*STATED PROBLEM 1*: Copy the module security post below word for word, in full.

*PROVIDED PASSAGE*:
****************

[plt-scheme] module security, part 2

From: Matthew Flatt (mflatt at cs.utah.edu)
Date: Wed Aug 25 11:17:06 EDT 2004

At Wed, 11 Aug 2004 09:50:47 -0700, Matthew Flatt wrote:
> Program-Processing Tools
> ------------------------
> 
> Program-processing tools, such as Errortrace, pull apart macro
> expansions and assemble them in a different way. These
> program-processing programs break in v299.13, because certificates get
> lost by re-assembly.
> 
> [...] This part is not complete in v299.13. For now, Errortrace (or anyone
> else) can use `syntax-recertify' to transfer an arbitrary certificate
> from an old expression to one that it constructs.
> 
> In v299.14, `syntax-recertify' will require more proof that the
> re-certification is ok.

This part is now complete.

Is It Really Secure?
--------------------

I don't know. Nothing that takes two long messages to explain is as
simple as anyone would like, and there is an awful lot of room for
error. So far, though, it seems to work, and I'm optimistic. We'll have
to try it for a while before we can draw any meaningful conclusions.

****************

*ENTRIES*:
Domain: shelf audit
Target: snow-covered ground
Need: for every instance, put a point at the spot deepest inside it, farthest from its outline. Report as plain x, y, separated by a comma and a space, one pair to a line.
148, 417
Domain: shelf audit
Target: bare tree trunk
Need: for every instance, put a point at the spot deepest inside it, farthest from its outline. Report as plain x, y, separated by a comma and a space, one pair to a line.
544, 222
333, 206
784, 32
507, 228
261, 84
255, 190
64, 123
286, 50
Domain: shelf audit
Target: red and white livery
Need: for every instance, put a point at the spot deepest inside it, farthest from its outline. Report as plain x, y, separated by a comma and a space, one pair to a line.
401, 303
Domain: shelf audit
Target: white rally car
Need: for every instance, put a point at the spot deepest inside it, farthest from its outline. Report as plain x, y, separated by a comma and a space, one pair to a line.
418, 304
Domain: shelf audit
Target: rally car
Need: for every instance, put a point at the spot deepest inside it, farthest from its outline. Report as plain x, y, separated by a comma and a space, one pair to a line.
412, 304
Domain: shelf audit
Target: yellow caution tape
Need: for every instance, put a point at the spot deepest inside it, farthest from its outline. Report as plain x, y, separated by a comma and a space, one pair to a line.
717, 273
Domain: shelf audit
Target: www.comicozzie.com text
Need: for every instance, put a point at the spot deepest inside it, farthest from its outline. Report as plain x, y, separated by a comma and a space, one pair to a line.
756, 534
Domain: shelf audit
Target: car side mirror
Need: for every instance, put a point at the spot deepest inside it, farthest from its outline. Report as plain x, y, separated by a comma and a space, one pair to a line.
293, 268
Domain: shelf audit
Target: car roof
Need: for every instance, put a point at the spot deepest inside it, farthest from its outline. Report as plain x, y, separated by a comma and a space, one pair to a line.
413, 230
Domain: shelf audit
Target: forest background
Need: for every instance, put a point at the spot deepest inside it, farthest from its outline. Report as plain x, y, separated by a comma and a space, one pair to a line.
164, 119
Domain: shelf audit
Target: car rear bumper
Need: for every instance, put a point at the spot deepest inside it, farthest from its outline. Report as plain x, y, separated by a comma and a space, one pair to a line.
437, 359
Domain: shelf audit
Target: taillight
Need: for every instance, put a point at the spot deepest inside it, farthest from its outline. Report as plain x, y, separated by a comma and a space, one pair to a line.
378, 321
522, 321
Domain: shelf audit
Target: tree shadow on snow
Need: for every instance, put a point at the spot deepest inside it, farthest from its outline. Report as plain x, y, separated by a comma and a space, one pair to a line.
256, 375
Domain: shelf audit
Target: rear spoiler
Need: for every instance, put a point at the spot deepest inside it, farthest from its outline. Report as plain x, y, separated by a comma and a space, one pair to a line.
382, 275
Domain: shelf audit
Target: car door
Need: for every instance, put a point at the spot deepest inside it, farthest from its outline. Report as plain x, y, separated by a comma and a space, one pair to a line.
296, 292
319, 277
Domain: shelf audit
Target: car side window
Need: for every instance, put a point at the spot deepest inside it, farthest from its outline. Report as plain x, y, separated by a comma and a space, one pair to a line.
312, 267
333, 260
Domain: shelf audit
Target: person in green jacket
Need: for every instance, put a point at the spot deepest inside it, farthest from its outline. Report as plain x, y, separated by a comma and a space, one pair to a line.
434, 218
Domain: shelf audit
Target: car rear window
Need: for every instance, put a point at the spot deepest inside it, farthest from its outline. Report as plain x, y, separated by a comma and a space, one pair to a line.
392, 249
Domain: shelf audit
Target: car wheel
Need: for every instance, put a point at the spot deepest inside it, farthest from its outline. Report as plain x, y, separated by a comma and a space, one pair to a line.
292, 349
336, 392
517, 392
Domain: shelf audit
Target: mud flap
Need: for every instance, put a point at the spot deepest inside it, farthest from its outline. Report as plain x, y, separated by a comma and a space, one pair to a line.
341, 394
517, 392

****************

*STATED PROBLEM 2*: Count the lines in the rows above that contain the string "snow", treating case as significant, and reply with the number alone.

*WRITTEN ANSWER 1*:
[plt-scheme] module security, part 2

From: Matthew Flatt (mflatt at cs.utah.edu)
Date: Wed Aug 25 11:17:06 EDT 2004

At Wed, 11 Aug 2004 09:50:47 -0700, Matthew Flatt wrote:
> Program-Processing Tools
> ------------------------
> 
> Program-processing tools, such as Errortrace, pull apart macro
> expansions and assemble them in a different way. These
> program-processing programs break in v299.13, because certificates get
> lost by re-assembly.
> 
> [...] This part is not complete in v299.13. For now, Errortrace (or anyone
> else) can use `syntax-recertify' to transfer an arbitrary certificate
> from an old expression to one that it constructs.
> 
> In v299.14, `syntax-recertify' will require more proof that the
> re-certification is ok.

This part is now complete.

Is It Really Secure?
--------------------

I don't know. Nothing that takes two long messages to explain is as
simple as anyone would like, and there is an awful lot of room for
error. So far, though, it seems to work, and I'm optimistic. We'll have
to try it for a while before we can draw any meaningful conclusions.

*WRITTEN ANSWER 2*: 2